» SET EXERCISE
Reproduce the records. Keep every word exact and include no images.

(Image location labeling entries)
######
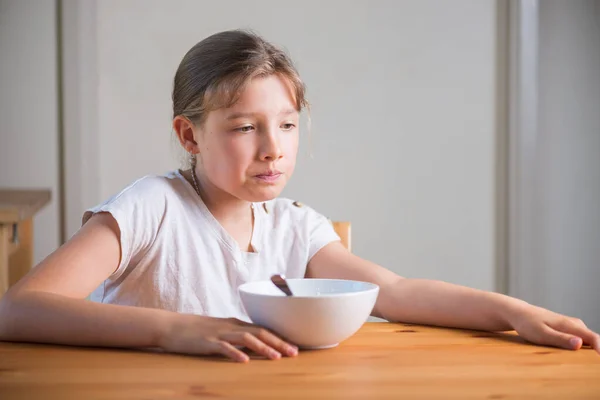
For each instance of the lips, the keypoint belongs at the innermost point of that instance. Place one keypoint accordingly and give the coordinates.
(269, 176)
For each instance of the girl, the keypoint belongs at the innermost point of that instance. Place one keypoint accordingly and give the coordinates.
(162, 260)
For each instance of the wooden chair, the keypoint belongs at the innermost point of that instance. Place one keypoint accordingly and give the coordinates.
######
» PROBLEM SOLUTION
For each instance of the lips, the keypoint belongs at the innermost point of that instance. Place one keypoint accordingly and give the coordinates.
(269, 176)
For each instance of the girl, the keypoint belongs at the innermost point of that instance. Place one keypoint accordingly and give the coordinates.
(162, 260)
For each instance of the wooden chair, the keypoint belongs at the innermost point of that instance. Place one keypoint accordingly and give the coordinates.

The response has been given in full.